• EXERCISE GOAL: Could you reproduce, unchanged, the lines below, beginning at the one that contains "Pick out the shrub. One pin per instance." and continuing through the final line, including both?

• DATASET EXTRACT:
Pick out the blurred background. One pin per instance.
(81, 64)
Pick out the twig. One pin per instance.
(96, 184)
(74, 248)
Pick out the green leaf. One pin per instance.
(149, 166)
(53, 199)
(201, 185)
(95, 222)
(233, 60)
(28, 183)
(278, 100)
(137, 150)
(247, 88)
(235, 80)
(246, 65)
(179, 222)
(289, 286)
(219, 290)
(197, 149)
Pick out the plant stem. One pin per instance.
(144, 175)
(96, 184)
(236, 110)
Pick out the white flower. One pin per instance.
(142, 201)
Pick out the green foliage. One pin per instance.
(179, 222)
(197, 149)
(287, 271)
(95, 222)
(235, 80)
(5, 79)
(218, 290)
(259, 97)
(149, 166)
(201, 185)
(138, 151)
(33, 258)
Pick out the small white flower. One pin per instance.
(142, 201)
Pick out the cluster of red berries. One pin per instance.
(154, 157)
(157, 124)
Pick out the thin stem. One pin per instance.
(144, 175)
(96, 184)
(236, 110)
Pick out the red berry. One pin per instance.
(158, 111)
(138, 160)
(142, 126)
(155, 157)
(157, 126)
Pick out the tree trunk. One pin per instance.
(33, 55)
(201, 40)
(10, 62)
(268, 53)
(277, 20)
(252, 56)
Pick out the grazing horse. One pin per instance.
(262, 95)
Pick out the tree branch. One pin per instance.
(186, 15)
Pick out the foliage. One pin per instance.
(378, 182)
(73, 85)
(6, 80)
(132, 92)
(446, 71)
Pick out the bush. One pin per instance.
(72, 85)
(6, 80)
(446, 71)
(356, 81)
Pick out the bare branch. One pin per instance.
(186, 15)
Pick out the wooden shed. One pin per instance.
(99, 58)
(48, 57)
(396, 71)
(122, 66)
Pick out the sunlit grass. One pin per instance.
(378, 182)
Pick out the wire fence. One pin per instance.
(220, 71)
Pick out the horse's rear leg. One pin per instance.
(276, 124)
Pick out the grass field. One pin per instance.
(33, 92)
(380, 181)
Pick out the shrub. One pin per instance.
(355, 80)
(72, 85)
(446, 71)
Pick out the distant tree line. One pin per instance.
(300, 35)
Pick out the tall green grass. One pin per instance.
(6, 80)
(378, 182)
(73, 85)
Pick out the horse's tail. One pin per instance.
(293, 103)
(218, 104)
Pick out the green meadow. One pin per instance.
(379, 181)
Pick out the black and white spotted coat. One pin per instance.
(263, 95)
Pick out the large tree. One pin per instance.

• RESPONSE BELOW:
Pick out the shrub. One pin per instance.
(355, 80)
(72, 85)
(446, 71)
Pick out the distant tree line. One pin per instance.
(300, 35)
Pick out the tall green grass. One pin per instance.
(6, 80)
(378, 182)
(73, 85)
Pick out the horse's tail. One pin per instance.
(293, 103)
(218, 104)
Pick out the green meadow. One pin per instance.
(379, 181)
Pick out the black and white spotted coat. One pin per instance.
(263, 95)
Pick out the large tree. One pin per instance.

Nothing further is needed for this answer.